• [AIM OF THE TASK]: Please retype the records below exactly as they appear, but leave out the pictures.

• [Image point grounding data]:
-------

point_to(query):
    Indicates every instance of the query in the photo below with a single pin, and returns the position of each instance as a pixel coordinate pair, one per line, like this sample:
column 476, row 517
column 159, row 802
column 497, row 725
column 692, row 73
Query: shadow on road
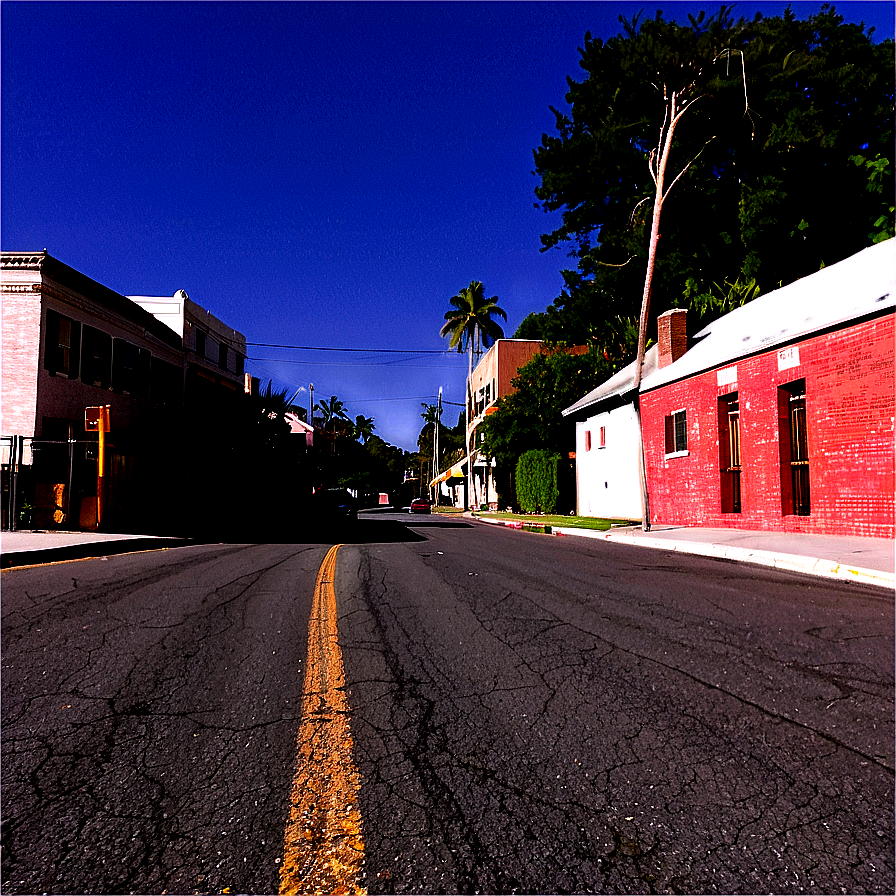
column 434, row 522
column 364, row 531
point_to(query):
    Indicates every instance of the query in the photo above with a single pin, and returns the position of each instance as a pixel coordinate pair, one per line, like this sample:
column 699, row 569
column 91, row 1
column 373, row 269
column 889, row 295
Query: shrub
column 536, row 481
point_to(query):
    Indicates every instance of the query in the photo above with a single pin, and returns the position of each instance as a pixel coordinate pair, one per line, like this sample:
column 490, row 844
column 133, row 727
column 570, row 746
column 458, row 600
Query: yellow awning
column 455, row 472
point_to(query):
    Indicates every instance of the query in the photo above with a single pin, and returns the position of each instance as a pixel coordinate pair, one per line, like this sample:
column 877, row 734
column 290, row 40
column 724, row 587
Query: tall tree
column 470, row 326
column 817, row 90
column 363, row 428
column 802, row 178
column 332, row 412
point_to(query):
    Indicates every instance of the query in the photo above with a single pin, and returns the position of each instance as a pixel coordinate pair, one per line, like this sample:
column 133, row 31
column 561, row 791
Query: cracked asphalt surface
column 529, row 715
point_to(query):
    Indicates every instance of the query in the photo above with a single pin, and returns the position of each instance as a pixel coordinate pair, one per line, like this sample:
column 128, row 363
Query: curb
column 89, row 550
column 816, row 566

-------

• [YOUR SOLUTION]:
point_to(query):
    Indicates every instance of the query in the photo below with a single pin, and returns the position of each instance as a pixel coordinate pair, one per line, like this sample:
column 476, row 517
column 159, row 802
column 497, row 725
column 692, row 73
Query: shadow on road
column 434, row 522
column 364, row 531
point_to(query):
    Indicates every instance of the query in the photo above with a single pin, and returns the position of each instance as a pixel coordinate pair, one per line, like this sample:
column 699, row 569
column 91, row 1
column 373, row 269
column 889, row 295
Query: shrub
column 536, row 481
point_to(query):
    Indicates every instance of the query in the photo above with a single pin, and returns the position of each instance as a pixel coordinate pair, one per line, like this sample:
column 490, row 844
column 133, row 727
column 570, row 746
column 458, row 600
Query: yellow awning
column 455, row 472
point_to(query):
    Indicates every instance of the query in the photo above with a single pin, and returns the position of each instance as a pixel coordinate pair, one per line, like this sample:
column 877, row 734
column 290, row 40
column 724, row 587
Query: tall tree
column 470, row 326
column 817, row 90
column 363, row 428
column 802, row 178
column 332, row 412
point_to(query):
    Indicates every instance of the query in the photo above with a single pin, and returns the position of each instance as a pixel coordinate pair, one per line, like this sample:
column 133, row 31
column 561, row 791
Query: cracked asphalt surface
column 529, row 715
point_to(query):
    Indicates every instance of the query in the photo above with a single pin, and returns the position of each instance as a pixel coordinate pair, one per line, like this sample:
column 128, row 363
Query: curb
column 89, row 550
column 816, row 566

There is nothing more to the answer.